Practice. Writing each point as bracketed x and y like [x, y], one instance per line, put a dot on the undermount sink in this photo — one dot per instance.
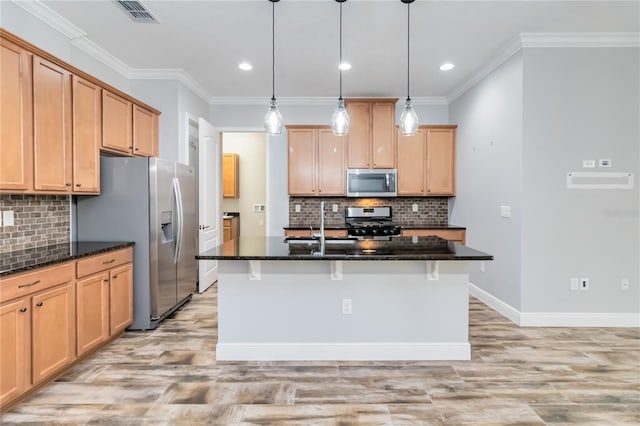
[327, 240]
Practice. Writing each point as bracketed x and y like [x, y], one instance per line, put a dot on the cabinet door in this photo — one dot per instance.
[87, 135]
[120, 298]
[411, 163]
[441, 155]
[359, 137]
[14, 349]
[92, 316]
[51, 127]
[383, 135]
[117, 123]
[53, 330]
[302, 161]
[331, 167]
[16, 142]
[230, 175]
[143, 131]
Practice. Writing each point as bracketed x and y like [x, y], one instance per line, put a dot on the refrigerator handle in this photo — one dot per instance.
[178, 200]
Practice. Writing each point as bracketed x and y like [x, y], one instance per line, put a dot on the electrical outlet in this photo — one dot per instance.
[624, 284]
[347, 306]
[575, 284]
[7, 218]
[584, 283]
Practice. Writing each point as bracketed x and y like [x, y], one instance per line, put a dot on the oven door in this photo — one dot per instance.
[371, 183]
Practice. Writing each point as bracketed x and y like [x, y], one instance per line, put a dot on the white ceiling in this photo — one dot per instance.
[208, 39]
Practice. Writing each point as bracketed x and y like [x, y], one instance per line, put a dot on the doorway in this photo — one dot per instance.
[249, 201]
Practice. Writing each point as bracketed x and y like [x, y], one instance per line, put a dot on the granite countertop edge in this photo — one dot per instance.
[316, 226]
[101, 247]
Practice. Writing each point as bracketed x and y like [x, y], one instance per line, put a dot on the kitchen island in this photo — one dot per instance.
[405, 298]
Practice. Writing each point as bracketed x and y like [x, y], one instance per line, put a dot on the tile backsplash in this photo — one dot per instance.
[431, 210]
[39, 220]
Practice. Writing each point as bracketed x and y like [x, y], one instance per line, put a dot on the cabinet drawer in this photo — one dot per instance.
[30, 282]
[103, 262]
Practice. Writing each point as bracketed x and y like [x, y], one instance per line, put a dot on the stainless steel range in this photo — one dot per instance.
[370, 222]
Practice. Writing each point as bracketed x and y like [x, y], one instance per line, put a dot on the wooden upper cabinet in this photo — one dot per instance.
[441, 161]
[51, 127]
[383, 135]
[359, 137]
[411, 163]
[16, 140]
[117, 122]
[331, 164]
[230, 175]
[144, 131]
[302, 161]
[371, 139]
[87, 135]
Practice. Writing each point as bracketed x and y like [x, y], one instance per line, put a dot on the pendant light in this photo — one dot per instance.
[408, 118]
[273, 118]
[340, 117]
---
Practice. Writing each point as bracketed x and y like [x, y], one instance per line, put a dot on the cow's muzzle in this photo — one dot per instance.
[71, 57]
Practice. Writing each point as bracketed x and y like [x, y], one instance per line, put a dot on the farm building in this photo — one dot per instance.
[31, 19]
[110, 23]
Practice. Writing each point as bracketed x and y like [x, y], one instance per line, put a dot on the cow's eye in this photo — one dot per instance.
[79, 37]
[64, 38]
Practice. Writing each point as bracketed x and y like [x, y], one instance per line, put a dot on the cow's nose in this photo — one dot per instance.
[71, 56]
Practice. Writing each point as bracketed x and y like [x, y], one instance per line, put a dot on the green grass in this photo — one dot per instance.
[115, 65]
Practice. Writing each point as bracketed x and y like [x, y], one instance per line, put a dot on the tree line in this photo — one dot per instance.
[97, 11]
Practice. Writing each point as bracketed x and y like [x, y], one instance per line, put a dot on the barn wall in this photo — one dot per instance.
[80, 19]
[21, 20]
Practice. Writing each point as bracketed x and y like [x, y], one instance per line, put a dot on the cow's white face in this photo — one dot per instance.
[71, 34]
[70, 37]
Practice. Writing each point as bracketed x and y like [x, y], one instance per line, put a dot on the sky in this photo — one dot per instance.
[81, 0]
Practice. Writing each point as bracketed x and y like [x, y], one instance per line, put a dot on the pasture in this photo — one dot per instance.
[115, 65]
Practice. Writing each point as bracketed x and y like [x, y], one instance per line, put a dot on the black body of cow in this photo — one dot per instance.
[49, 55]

### Exercise
Which lines of the records contain the word "white"? Find them and copy each one in full, treating uppercase and lowercase as different.

### Output
Practice. Writing each point as bracketed x and y like [x, y], one instance per line, put a dot on the white ceiling in this photo — one dot per instance.
Practice. Writing each point as bracketed x and y like [x, y], one instance per line, put a dot on the cow's white face in this photo — one dot per instance.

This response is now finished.